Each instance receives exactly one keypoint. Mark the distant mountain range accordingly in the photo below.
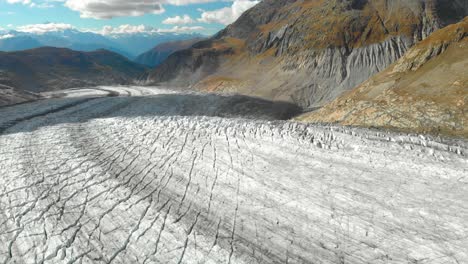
(128, 45)
(46, 69)
(161, 52)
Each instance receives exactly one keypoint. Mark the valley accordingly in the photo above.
(126, 174)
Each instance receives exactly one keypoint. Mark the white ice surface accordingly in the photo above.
(102, 180)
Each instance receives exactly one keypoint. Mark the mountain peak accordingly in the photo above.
(308, 51)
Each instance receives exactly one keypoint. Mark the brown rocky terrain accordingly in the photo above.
(425, 91)
(307, 51)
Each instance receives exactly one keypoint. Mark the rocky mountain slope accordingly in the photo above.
(46, 69)
(158, 54)
(307, 51)
(425, 91)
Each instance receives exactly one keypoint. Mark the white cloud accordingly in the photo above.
(44, 28)
(143, 29)
(178, 20)
(24, 2)
(227, 15)
(7, 36)
(106, 9)
(178, 29)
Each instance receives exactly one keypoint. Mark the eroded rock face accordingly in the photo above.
(425, 91)
(308, 52)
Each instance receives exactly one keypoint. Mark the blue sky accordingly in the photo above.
(202, 16)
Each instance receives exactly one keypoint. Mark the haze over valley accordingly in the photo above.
(298, 131)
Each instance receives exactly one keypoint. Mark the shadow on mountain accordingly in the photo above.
(51, 112)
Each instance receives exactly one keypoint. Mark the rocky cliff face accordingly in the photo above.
(425, 91)
(307, 51)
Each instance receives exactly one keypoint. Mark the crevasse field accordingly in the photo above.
(145, 175)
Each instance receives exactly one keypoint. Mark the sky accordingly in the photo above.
(121, 16)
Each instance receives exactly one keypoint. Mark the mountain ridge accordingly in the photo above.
(426, 91)
(49, 68)
(307, 52)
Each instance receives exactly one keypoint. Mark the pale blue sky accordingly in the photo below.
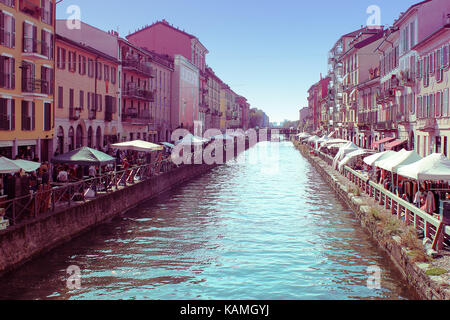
(271, 52)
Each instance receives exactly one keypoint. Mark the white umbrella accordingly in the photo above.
(13, 166)
(191, 139)
(137, 145)
(349, 157)
(434, 167)
(371, 160)
(400, 159)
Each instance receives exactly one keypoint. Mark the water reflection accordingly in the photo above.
(243, 231)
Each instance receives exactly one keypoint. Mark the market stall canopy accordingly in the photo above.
(371, 160)
(313, 138)
(333, 141)
(13, 166)
(343, 151)
(28, 166)
(400, 159)
(385, 140)
(394, 144)
(323, 139)
(434, 167)
(225, 137)
(137, 145)
(353, 155)
(303, 135)
(191, 139)
(168, 145)
(84, 157)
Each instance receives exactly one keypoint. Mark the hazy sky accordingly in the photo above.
(271, 52)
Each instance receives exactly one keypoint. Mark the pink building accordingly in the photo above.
(163, 38)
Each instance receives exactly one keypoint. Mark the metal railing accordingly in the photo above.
(404, 210)
(433, 228)
(62, 196)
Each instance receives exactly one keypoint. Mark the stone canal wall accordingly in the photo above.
(19, 244)
(415, 273)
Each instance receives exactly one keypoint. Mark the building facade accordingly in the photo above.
(86, 97)
(27, 32)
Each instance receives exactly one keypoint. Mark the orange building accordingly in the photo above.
(86, 97)
(27, 78)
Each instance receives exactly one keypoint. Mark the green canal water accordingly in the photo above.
(263, 227)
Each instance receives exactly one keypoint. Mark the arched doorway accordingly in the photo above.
(71, 139)
(98, 138)
(60, 141)
(90, 137)
(412, 141)
(79, 136)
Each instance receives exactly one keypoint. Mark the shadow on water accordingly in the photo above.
(250, 230)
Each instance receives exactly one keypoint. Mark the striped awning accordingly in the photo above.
(385, 140)
(394, 144)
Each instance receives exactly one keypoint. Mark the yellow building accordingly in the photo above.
(27, 78)
(86, 105)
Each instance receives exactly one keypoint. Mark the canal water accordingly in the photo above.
(264, 226)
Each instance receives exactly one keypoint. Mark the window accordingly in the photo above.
(98, 71)
(7, 30)
(28, 115)
(419, 107)
(30, 42)
(9, 3)
(46, 44)
(60, 97)
(113, 75)
(47, 116)
(81, 99)
(61, 58)
(438, 104)
(106, 73)
(91, 68)
(7, 72)
(445, 103)
(7, 114)
(47, 12)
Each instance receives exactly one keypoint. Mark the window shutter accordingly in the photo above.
(13, 73)
(2, 72)
(24, 113)
(44, 52)
(34, 38)
(13, 114)
(2, 28)
(445, 105)
(13, 32)
(33, 116)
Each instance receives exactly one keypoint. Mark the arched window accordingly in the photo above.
(90, 137)
(71, 139)
(60, 139)
(79, 140)
(98, 137)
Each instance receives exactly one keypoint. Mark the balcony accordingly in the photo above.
(5, 122)
(426, 125)
(74, 113)
(133, 64)
(132, 91)
(31, 46)
(385, 126)
(35, 86)
(7, 39)
(26, 123)
(31, 7)
(132, 116)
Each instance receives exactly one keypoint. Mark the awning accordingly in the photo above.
(377, 143)
(394, 144)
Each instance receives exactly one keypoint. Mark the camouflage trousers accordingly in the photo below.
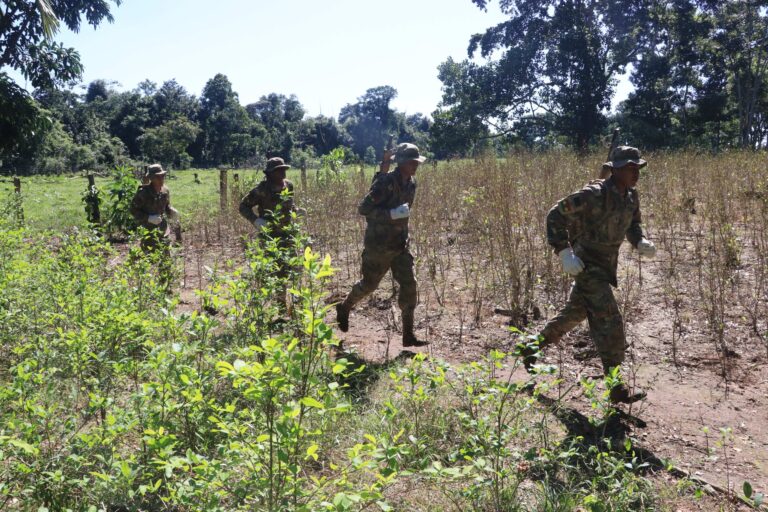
(592, 299)
(376, 263)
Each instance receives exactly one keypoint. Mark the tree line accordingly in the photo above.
(548, 73)
(544, 77)
(100, 128)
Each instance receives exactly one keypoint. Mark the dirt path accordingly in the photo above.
(687, 406)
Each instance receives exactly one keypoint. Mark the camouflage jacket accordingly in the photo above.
(270, 203)
(595, 221)
(387, 191)
(147, 202)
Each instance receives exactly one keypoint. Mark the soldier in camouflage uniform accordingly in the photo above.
(586, 230)
(151, 208)
(268, 207)
(273, 200)
(387, 207)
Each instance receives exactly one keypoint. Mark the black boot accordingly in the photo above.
(529, 355)
(409, 338)
(622, 394)
(342, 317)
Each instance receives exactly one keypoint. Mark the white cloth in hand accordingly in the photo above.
(646, 248)
(401, 212)
(572, 264)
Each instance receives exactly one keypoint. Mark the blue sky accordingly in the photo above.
(327, 53)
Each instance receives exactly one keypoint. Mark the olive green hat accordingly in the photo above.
(155, 170)
(623, 155)
(274, 164)
(406, 152)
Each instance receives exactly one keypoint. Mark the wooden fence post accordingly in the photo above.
(92, 198)
(19, 205)
(223, 189)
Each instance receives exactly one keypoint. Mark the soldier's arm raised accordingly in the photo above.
(557, 219)
(372, 205)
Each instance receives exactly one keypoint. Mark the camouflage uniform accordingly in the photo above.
(274, 204)
(148, 202)
(271, 204)
(386, 242)
(594, 222)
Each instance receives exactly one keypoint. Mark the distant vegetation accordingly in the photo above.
(699, 70)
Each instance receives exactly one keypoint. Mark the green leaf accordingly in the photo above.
(28, 448)
(311, 402)
(125, 469)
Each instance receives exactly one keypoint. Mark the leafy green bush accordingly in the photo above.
(113, 399)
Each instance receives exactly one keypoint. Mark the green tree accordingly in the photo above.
(168, 142)
(551, 63)
(226, 135)
(281, 117)
(26, 45)
(370, 120)
(325, 134)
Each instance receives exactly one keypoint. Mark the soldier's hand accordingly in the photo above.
(572, 264)
(401, 212)
(646, 248)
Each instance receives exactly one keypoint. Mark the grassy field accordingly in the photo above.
(55, 202)
(115, 393)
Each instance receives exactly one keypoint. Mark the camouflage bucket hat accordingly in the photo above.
(623, 155)
(274, 164)
(406, 152)
(155, 170)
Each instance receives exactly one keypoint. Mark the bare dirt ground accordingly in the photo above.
(688, 403)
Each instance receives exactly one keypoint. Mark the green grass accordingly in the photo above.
(55, 202)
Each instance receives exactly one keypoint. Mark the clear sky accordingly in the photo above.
(326, 52)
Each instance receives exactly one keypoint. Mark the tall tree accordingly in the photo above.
(370, 120)
(27, 29)
(280, 116)
(552, 62)
(226, 136)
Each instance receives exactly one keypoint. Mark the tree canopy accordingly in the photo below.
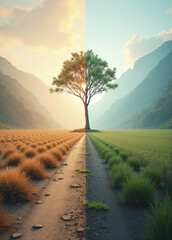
(84, 76)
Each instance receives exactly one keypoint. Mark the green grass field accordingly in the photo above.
(153, 147)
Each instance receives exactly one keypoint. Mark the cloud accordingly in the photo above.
(169, 11)
(166, 36)
(137, 47)
(3, 12)
(48, 25)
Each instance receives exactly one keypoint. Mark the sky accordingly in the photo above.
(122, 31)
(37, 36)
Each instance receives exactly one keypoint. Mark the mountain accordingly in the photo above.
(40, 116)
(141, 97)
(156, 115)
(14, 114)
(60, 106)
(128, 81)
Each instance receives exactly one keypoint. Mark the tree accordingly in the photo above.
(84, 76)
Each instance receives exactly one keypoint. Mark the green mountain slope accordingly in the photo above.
(129, 81)
(142, 96)
(157, 115)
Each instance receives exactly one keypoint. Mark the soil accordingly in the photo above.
(58, 199)
(120, 222)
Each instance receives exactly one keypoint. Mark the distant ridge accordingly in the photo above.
(127, 83)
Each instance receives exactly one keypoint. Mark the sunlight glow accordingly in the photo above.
(83, 85)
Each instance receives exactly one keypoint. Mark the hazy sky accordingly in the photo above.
(121, 31)
(38, 35)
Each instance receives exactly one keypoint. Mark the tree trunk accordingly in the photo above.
(87, 124)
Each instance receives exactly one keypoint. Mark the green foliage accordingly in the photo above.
(159, 223)
(155, 175)
(99, 76)
(82, 171)
(108, 155)
(89, 175)
(120, 173)
(87, 154)
(138, 192)
(124, 155)
(116, 150)
(96, 205)
(134, 162)
(152, 147)
(114, 160)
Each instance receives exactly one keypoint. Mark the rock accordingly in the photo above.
(66, 218)
(38, 226)
(75, 185)
(47, 194)
(64, 164)
(80, 230)
(38, 202)
(103, 226)
(16, 235)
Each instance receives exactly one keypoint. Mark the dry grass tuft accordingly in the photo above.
(48, 146)
(30, 152)
(33, 145)
(14, 159)
(62, 149)
(48, 160)
(5, 221)
(57, 154)
(41, 149)
(33, 169)
(8, 152)
(0, 150)
(15, 187)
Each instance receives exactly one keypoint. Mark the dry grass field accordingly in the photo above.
(25, 156)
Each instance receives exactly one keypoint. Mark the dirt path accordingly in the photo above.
(120, 222)
(62, 200)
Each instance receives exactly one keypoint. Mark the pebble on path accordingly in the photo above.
(16, 235)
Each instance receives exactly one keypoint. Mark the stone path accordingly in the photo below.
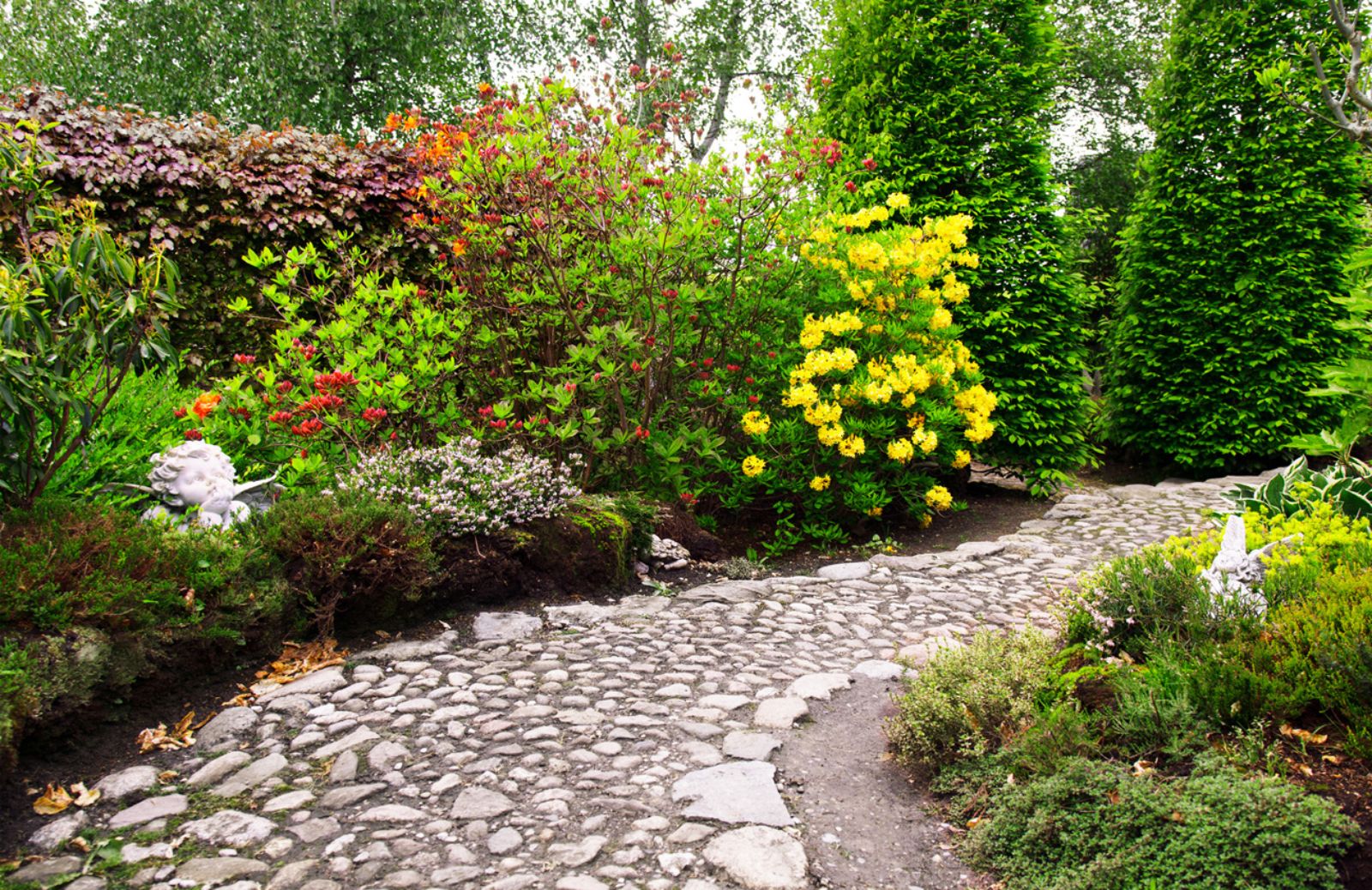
● ● ● ● ● ● ●
**What is being asked**
Express the material from the line containing "rock accordingly in the photo above." through the end of the material as a JSON list of strings, one string per line, with blank lines omitted. Leave the pictures out.

**Exercise answer**
[
  "Each instance receives exactly one keypoint. Mark the rock accordingly in the photo above.",
  "(66, 218)",
  "(38, 226)",
  "(75, 185)",
  "(47, 194)",
  "(64, 164)",
  "(80, 230)",
  "(38, 202)",
  "(103, 226)",
  "(16, 235)",
  "Each instance receives exactly one keypoint. Mark the dry grass tuft accordingly in the photo above.",
  "(48, 146)",
  "(30, 152)",
  "(33, 145)",
  "(14, 159)",
  "(62, 149)",
  "(48, 160)",
  "(5, 221)",
  "(57, 154)",
  "(41, 149)",
  "(33, 169)",
  "(8, 152)",
  "(0, 150)",
  "(15, 187)",
  "Each instance receives exactly one keypoint. Mark the dry grass field accordingly in the photo above.",
  "(25, 156)",
  "Each instance receives exactly one keypoint. Mark the dirt path accordingly in the photo above.",
  "(120, 222)",
  "(62, 200)",
  "Each instance receives exactly one keypoint. Mark the pebble on path accordingly in the photo above.",
  "(16, 235)",
  "Each instance receives exactly one keypoint. Mark the stone path accordingly in the photo below."
]